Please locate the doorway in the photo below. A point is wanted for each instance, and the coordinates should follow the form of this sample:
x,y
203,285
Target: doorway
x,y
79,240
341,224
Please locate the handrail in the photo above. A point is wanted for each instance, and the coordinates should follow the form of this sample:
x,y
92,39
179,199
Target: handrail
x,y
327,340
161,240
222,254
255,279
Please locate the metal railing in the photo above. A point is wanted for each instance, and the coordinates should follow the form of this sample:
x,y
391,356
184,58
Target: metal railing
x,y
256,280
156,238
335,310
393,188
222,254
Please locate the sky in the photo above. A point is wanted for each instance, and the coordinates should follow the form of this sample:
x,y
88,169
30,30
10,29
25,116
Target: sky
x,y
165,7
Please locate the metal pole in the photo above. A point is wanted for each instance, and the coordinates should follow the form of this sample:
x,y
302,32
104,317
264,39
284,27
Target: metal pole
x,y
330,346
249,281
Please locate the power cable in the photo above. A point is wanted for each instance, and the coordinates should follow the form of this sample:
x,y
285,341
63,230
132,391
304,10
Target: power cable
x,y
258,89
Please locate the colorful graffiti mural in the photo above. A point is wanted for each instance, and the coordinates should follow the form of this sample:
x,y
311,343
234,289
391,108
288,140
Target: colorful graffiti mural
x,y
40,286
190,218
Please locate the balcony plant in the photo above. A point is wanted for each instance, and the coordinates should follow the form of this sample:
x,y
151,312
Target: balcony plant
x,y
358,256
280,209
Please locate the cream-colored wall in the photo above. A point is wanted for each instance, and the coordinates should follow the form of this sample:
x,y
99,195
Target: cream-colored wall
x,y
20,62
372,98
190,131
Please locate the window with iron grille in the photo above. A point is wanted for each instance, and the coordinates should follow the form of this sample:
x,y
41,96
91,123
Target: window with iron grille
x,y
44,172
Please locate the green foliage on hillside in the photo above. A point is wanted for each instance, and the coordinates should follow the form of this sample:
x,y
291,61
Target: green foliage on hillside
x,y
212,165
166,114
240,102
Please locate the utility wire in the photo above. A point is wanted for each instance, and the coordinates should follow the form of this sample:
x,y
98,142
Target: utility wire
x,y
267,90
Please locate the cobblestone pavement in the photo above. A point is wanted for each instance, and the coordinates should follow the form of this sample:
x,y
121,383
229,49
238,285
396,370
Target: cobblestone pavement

==================================================

• **TASK DIRECTIONS**: Repeat every entry exactly, please.

• **RESULT OF THE EXERCISE**:
Please locate the doorway in the photo below. A point is wanted for each instance, and the coordinates should follow the form of this sample:
x,y
203,285
Target: doorway
x,y
79,240
341,224
Please locate the handrail in the photo above. A point is wanted for each instance, and the coordinates should follow the form of this sample:
x,y
92,39
179,199
Target: handrail
x,y
327,340
161,240
222,254
255,279
Please locate the metal railing in the photo above. A point is wanted for each instance, and the coordinates should follow the form of this sample:
x,y
391,356
184,58
Target: metal railing
x,y
256,280
156,238
335,310
393,188
222,254
Please locate the sky in the photo above. A point is wanted for each instance, and the coordinates should follow the form of this sample:
x,y
88,169
30,30
10,29
25,116
Target: sky
x,y
165,7
Please locate the metal pole in the photo above. A point is wanted for each instance, and the coordinates should follow the form of this sample:
x,y
302,32
104,317
264,39
284,27
Target: metal pole
x,y
330,346
249,281
Please locate the power cable in the photo above. A point is wanted for each instance, and the coordinates should follow the form of this sample:
x,y
285,341
63,230
132,391
304,10
Target: power cable
x,y
258,89
Please locate the colorful graffiti mural in the photo above. A point is wanted for each instance, and the coordinates should follow the form of this sample:
x,y
311,343
234,289
391,108
288,140
Target: colorful graffiti mural
x,y
40,286
190,218
Please locate the balcony plant in the photo above. A point is wanted for each instance, and the coordinates should follow the form of this sample:
x,y
151,312
Target: balcony plant
x,y
358,256
280,209
Please locate the cream-colored wall in the photo above. A point is wanted for each instance, and the coordinates should follow the form of this sample:
x,y
99,195
Target: cream-colored wall
x,y
20,62
372,98
190,131
Please locate the window with iron grille in the photo above. A point is wanted for each instance, and the coordinates should follow the form of this sample:
x,y
41,96
91,123
Target: window with iron grille
x,y
44,172
Please locate the green foliage on hillside in the photo above. A point is wanted for each instance, and the coordinates should follow the form of this sample:
x,y
291,61
Target: green foliage on hillside
x,y
212,165
166,114
240,102
Please locate the utility wire in the photo above. A point is wanted for each instance, and the coordinates should follow the form of this sample:
x,y
98,142
Target: utility wire
x,y
267,90
Please locate the cobblestone pavement in the photo above. A point is wanted for each instance, and the coordinates should follow the form of this sample:
x,y
121,383
229,49
238,285
396,370
Target: cobblestone pavement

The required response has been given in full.